# ARTICLE:
It has to be said though, that sadly some of the most inept [party loyalist] ministers have been women: Jaqui Smith, Ruth Kelly, Yvette Cooper, Patricia Hewitt, Hazel Blears et al. For all I know they may be really lovely people, but they shouldn't be let loose anywhere near any kind of Government Dept. It's cuckoo to even think differently.

As for Harriet, I admire her ability to rise way above her natural political talent. That's something to be admired. But, make no mistake, she's the quintessential New Labour, bland, & truly light-weight loyalist. She' also exceedingly disingenuous regarding her feminist credentials. I recall during the Depty Leadership elections that [whilst she was still the only female in the running] she championed that a woman must get the job. However, once Hazel Blears threw her cap in the ring, her mantra then became: what this country really needs is Gordon as PM and ME ME ME as his deputy. So much for the solidarity of the New Labour Sisterhood.
In Contradiction
[info]thisanthat wrote:
Sunday, 9 August 2009 at 12:44 pm (UTC)
Quote: Harman is derided for a posh background, but let's remember she won a by-election for Labour in 1982 when it couldn't have been more unpopular. As for her oft-stated desire to reform the handling of rape cases: this year two men were finally convicted after 28 rapes and over 100 attacks on women. The police's handling of these cases was called "an abject failure". Unquote.

Reported at 12:00 noon today. Ninety- Eight claims for rape reported in the city of Plymouth for the year 2008.
Of the Ninety- Eight claims/fantasies/drug induced hallucination’s etc etc etc, Fifteen of these satisfied the due process of law and those men were duly convicted.

# DATA BLOCK:
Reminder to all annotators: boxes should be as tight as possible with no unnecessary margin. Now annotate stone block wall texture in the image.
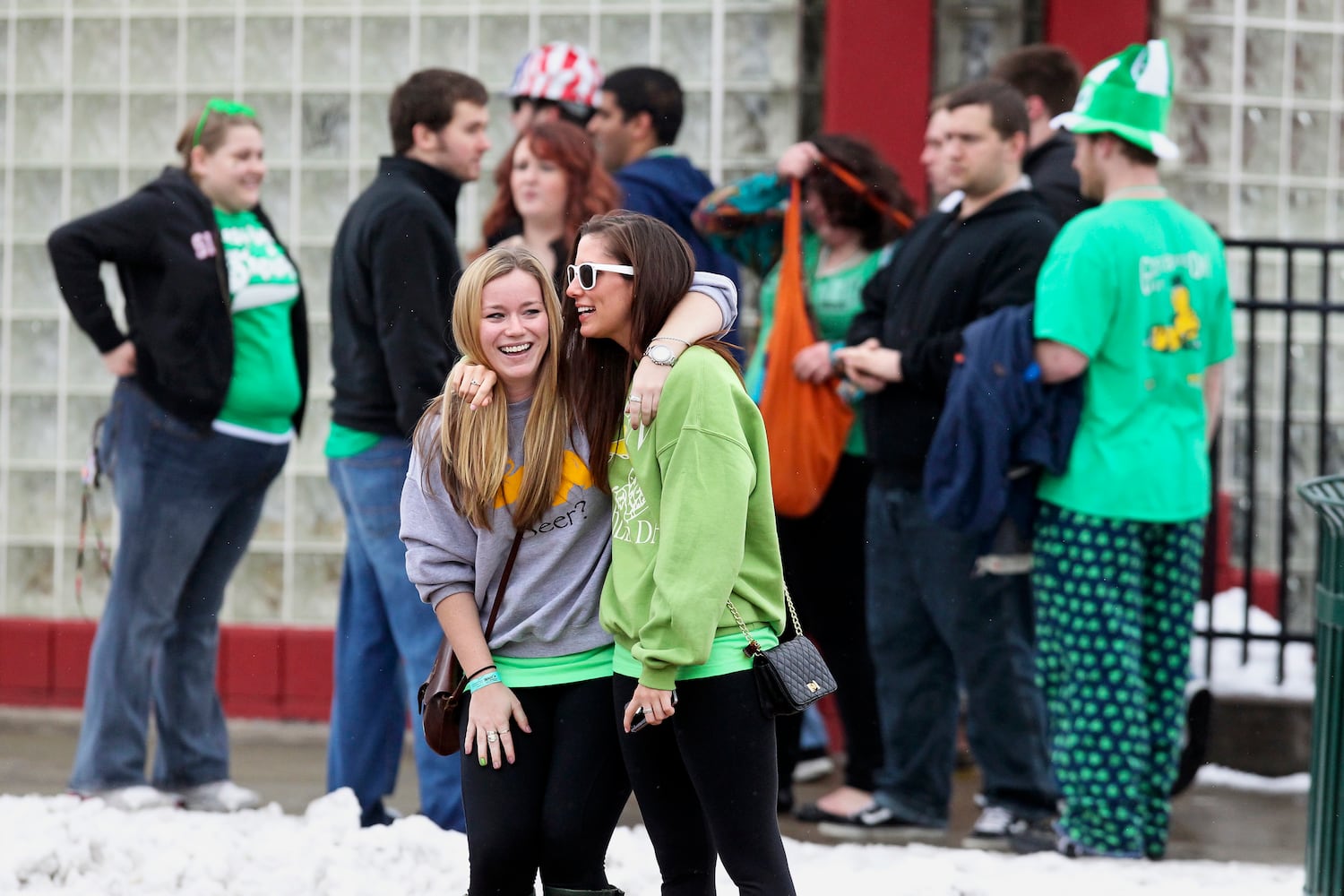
[0,0,801,625]
[1155,0,1344,633]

# WHAT YOU WILL DO:
A) List every minister the political comments name in the sentence that begins "It has to be said though".
B) Write out the stretch of the political comments from "As for Harriet, I" through "New Labour Sisterhood.".

# COMPLETE ANSWERS:
A)
Jaqui Smith
Ruth Kelly
Yvette Cooper
Patricia Hewitt
Hazel Blears

B)
As for Harriet, I admire her ability to rise way above her natural political talent. That's something to be admired. But, make no mistake, she's the quintessential New Labour, bland, & truly light-weight loyalist. She' also exceedingly disingenuous regarding her feminist credentials. I recall during the Depty Leadership elections that [whilst she was still the only female in the running] she championed that a woman must get the job. However, once Hazel Blears threw her cap in the ring, her mantra then became: what this country really needs is Gordon as PM and ME ME ME as his deputy. So much for the solidarity of the New Labour Sisterhood.